Yapılacak görevler |
• A. Aşağıdaki işlem öncesi dönem makalesinde "Toplu monolog çocukların" sözlerini içeren yerle başlayıp "için gökyüzünü seyretme." ile biten kısmı olduğu gibi alıntılar mısınız?
• B. Aşağıdaki işlem öncesi dönem makalesini kaldığı yerden devam ettirir misiniz?
━━ Makale ━━
Toplu monolog çocukların hep bir ağızdan konuşmasıdır.
Paralel oyun ise, bir arada bulunan çocukların farklı ve bağımsız oyunlar oynamasıdır.
- Anasınıfına giden çocukların daire şeklinde toplanmış olduğu durumlarda, uzaktan bakıldığında birlikte oyun oynuyormuş gibi algılansalar da, yanlarına gidildiğinde hepsinin farklı bir oyuncak ile oynadığı gözlenebilir. Bu paralel oyundur.
- Aynı çocukların birbirinin ne demek istediğini umursamadan ve dinlemeden konuşması ise toplu bir monologdur.
- Dil ve kavram gelişimi bu dönemde çok hızlıdır.
Büyüsel (Majik) Düşünme: Çocuk bu dönemde büyüsel ve doğaüstü düşüncelere sahiptir.
- Doğaüstü varlıkların gerçek olduğuna veya birtakım olağan dışı güçlere sahip olduğuna inanabilirler.
- Dereistik düşünme de denebilir.
- Noel baba’nın gerçek olduğuna inanma.
- Örümcek adam gibi ağ fırlatabildiğine inanma.
- Supermeni görmek için gökyüzünü seyretme.
İşaretsel İşlev: Sembolleri kullanma yeteneğidir.
- Gözünün önünde olmayan nesneleri zihninde canlandırabilir. Veya bir nesne ya da olay başka bir duruma işaret eder.
- Konuşma ve karmaşık olmayan zihinsel işlemlerle başlaması ile duyu – hareket dönemi sona erer, işlem öncesi dönem başlar.
- Dönemin sonunda küçük zihinsel tasarımlar ile basit birtakım problemler yavaş yavaş çözülmeye başlanır.
B) Sezgisel Dönem (4–7 Yaş)
- Çocuklar bu dönemde, mantık kurallarına uygun düşünme yerine, sezgilerine dayalı olarak akıl yürütürler ve problemleri sezgileriyle çözmeye çalışırlar.
- Son yıllarda yapılan araştırmalar, Piaget’nin ortaya koyduğu bazı özelliklerin daha erken yaşlarda öğretilebildiğini göstermektedir.
━━━
━━ Verilen kayıtlar ━━
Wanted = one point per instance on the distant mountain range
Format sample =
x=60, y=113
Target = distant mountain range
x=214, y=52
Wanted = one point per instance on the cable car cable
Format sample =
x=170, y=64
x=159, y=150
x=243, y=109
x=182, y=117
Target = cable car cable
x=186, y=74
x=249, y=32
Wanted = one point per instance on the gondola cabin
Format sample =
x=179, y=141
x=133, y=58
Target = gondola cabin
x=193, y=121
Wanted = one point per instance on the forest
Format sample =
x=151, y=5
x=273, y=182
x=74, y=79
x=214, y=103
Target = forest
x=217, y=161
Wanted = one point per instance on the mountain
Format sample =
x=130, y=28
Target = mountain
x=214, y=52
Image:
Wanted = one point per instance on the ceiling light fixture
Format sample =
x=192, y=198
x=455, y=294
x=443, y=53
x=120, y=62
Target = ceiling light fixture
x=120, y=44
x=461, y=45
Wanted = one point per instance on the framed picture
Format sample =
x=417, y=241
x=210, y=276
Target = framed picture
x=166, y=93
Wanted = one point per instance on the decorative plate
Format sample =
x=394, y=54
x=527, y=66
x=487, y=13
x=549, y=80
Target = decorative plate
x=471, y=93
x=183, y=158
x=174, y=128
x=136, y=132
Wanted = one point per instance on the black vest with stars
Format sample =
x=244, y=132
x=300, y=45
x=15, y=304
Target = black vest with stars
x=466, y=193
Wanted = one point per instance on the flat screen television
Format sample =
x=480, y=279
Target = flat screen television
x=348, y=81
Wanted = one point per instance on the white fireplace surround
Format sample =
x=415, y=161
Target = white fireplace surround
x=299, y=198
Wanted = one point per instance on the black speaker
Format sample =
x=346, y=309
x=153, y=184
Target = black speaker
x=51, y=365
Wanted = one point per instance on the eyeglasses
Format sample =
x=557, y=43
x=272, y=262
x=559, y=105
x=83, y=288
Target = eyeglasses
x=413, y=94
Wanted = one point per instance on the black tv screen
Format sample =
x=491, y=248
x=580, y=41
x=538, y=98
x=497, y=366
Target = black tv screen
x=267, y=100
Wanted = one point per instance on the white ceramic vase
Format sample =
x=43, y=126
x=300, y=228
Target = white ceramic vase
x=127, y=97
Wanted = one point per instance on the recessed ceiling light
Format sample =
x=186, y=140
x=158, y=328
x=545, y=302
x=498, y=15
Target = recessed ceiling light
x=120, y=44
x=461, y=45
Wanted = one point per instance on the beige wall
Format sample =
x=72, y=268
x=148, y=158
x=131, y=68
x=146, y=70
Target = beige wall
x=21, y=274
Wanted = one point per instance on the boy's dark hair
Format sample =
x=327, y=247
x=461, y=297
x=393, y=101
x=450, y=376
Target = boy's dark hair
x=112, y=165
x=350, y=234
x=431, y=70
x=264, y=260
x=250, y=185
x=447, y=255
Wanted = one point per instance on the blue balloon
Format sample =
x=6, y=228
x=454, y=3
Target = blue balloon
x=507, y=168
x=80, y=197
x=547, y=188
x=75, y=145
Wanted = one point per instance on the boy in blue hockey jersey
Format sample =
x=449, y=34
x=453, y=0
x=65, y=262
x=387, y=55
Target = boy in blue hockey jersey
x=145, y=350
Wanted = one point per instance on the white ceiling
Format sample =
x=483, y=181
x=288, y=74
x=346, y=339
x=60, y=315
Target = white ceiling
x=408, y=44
━━━
Görev yanıtları |
• A.
Toplu monolog çocukların hep bir ağızdan konuşmasıdır.
Paralel oyun ise, bir arada bulunan çocukların farklı ve bağımsız oyunlar oynamasıdır.
- Anasınıfına giden çocukların daire şeklinde toplanmış olduğu durumlarda, uzaktan bakıldığında birlikte oyun oynuyormuş gibi algılansalar da, yanlarına gidildiğinde hepsinin farklı bir oyuncak ile oynadığı gözlenebilir. Bu paralel oyundur.
- Aynı çocukların birbirinin ne demek istediğini umursamadan ve dinlemeden konuşması ise toplu bir monologdur.
- Dil ve kavram gelişimi bu dönemde çok hızlıdır.
Büyüsel (Majik) Düşünme: Çocuk bu dönemde büyüsel ve doğaüstü düşüncelere sahiptir.
- Doğaüstü varlıkların gerçek olduğuna veya birtakım olağan dışı güçlere sahip olduğuna inanabilirler.
- Dereistik düşünme de denebilir.
- Noel baba’nın gerçek olduğuna inanma.
- Örümcek adam gibi ağ fırlatabildiğine inanma.
- Supermeni görmek için gökyüzünü seyretme.

• B.
- Örneğin; uygun etkinlikler düzenlenerek ve basit bir dil kullanılarak çocuklara korunumun öğretilebildiği gözlenmiştir.
Bu dönemin başka bir özelliği de yapaycılıktır. (Artifikalizm)
- Çocuk doğa olaylarının insanlar tarafından yönlendirildiğini yani yapay olduğunu düşünebilir.
- Deniz nasıl oluşmuştur denildiğinde, insanların taşıma su veya hortum tutarak burada bulunan bir çukuru doldurduklarını söylemesi.
- Güneşin gökyüzünde yakılan bir ateş olduğunu düşünmesi.
- Ayın gökyüzünü asılmış bir gece lambası olduğunu düşünmesi.
İşlem öncesi dönemde zihinsel anlamda bazı sınırlılıkları vardır;
- Odaktan uzaklaşamama görülür.
- Özelden özele akıl yürütme görülür.
- Bu dönemde korunum henüz kazanılmamıştır.
- Sınıflama ve sıralama yeteneği henüz gelişmemiştir.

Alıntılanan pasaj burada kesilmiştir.